Data under study →
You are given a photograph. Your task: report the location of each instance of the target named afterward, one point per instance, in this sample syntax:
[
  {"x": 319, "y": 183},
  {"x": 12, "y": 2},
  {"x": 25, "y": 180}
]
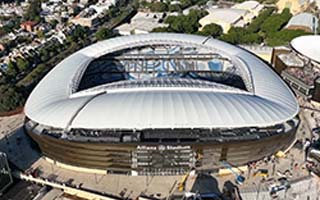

Task details → Return the material above verbatim, minus the pictures.

Solution below →
You are given a photograph. Your task: report the location of each instance of the target named afterward, one point per instance, in this sample syntax:
[
  {"x": 319, "y": 183},
  {"x": 12, "y": 2},
  {"x": 25, "y": 180}
]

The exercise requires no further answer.